- SOURCE TEXT
Since April, some friends and I have been teaching English Language Learning classes to a Congolese refugee community in Nashville with G.O.D. Intl’s Immigrant and Refugee Program. At the end of our first 8-week cycle, we asked the students for feedback on what they would like to learn next. One man, a father of 7 and French and Swahili teacher, said, “I would like to learn the English alphabet. If my wife has to go to the hospital, and they ask me her name, I want to be able to spell it.” A very valid point, one that immediately silenced me. Regardless of what lessons we may have wanted to move on to, it was clear: they needed to know the alphabet. Many others in the class echoed this request.
So we taught them the English alphabet, the letter names and their sounds. During one lesson, I worked with the man’s wife, teaching her how to spell her name. At some point, the man came over and started working with us. I stood between this couple in their 50s, listening to him say each letter, and her repeat after him. Again I was speechless as my eyes filled with tears, witnessing the humility of this family, displaced from their homeland over a decade earlier, learning a new language yet again.
All of the people in the class know many languages: their mother tongue (first language) and its multiple dialects, French (Congo’s official language), and Kiswahili (lingua franca of East Africa). Many of them know other languages as well, as they were refugees in countries surrounding the Congo for a decade or more prior to immigrating to the US.
As for me, I know English, and I’m learning Kiswahili. While a goal of ours is to teach them the English language and culture so as to be able to function in this society, another goal is to dignify them, and speaking Kiswahili with them is one way (among many) of doing this.

[Image-grounded pointing data]
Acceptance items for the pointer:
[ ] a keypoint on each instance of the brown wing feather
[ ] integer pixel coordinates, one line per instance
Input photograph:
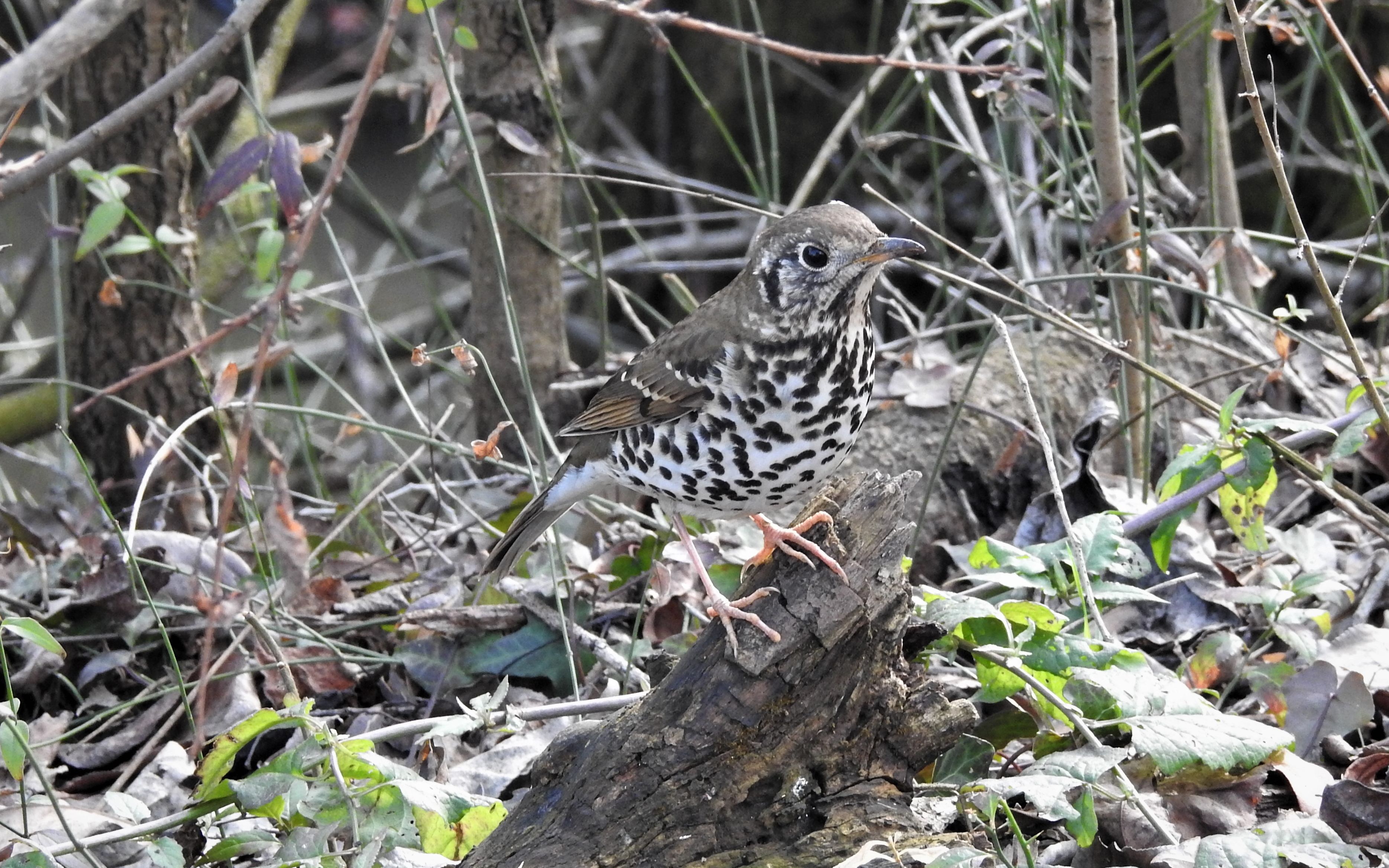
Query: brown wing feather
(666, 381)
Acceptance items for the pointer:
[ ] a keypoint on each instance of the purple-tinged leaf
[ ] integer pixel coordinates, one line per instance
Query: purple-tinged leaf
(520, 138)
(233, 173)
(284, 170)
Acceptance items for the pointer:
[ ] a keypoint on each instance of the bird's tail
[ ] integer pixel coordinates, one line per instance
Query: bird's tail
(570, 485)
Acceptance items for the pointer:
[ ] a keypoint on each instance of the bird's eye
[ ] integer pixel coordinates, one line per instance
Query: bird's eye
(813, 258)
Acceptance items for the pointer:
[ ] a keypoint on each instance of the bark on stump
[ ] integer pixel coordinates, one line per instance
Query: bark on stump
(794, 753)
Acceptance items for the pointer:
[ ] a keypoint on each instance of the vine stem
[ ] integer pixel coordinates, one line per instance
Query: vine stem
(1305, 248)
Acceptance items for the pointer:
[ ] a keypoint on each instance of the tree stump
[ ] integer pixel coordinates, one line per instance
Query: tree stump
(795, 752)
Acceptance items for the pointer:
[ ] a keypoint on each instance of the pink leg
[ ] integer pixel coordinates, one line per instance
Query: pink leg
(720, 606)
(781, 538)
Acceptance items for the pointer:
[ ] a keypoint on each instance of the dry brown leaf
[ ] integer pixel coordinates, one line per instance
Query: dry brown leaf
(466, 357)
(226, 386)
(488, 449)
(110, 295)
(1283, 345)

- ASSIGNMENT A
In the account of teaching English to Congolese refugees, what language is named as Congo's official language?
- ASSIGNMENT B
Reproduce the account of teaching English to Congolese refugees, starting with "Since April, some" and going on through "echoed this request.".
- ASSIGNMENT C
Carry on the account of teaching English to Congolese refugees from where it stops.

- YOUR RESPONSE A
French.

- YOUR RESPONSE B
Since April, some friends and I have been teaching English Language Learning classes to a Congolese refugee community in Nashville with G.O.D. Intl’s Immigrant and Refugee Program. At the end of our first 8-week cycle, we asked the students for feedback on what they would like to learn next. One man, a father of 7 and French and Swahili teacher, said, “I would like to learn the English alphabet. If my wife has to go to the hospital, and they ask me her name, I want to be able to spell it.” A very valid point, one that immediately silenced me. Regardless of what lessons we may have wanted to move on to, it was clear: they needed to know the alphabet. Many others in the class echoed this request.

- YOUR RESPONSE C
Classes always begin with a song and end with a prayer. We all recognize God’s nearness and so we give thanks. The first time we asked one of the students to pray to close, he looked at me and said, “In my mother tongue?!” I said, “Yes!” He smiled gently, excited and relieved to thank God with the words he knows best.
Most weeks after praying, a couple of people volitionally stand up to testify to their experiences--that just a few months after arriving in the US, they’ve been met by people willing to come to them and offer this service to them so they could be welcomed. They speak of joy (“just to see your faces”) and gratitude (“for seeing in us what we can’t see ourselves”). They always touch my heart--I don’t anticipate it and I can’t recover from it--it’s life-changing. They too have gifted me more joy than I can express. I’m so thankful we’ve been able to offer them safe space and friendship in the midst of our largely unforgiving society. And I’m so blessed and humbled to have found a place in their hearts. God may we not miss the lessons they have for us.
Global displacement has risen to 70.8 million (25.9 million refugees, 41 million internally displaced persons, and 3.5 million asylum seekers). Please pray and consider how you could help displaced communities where you live.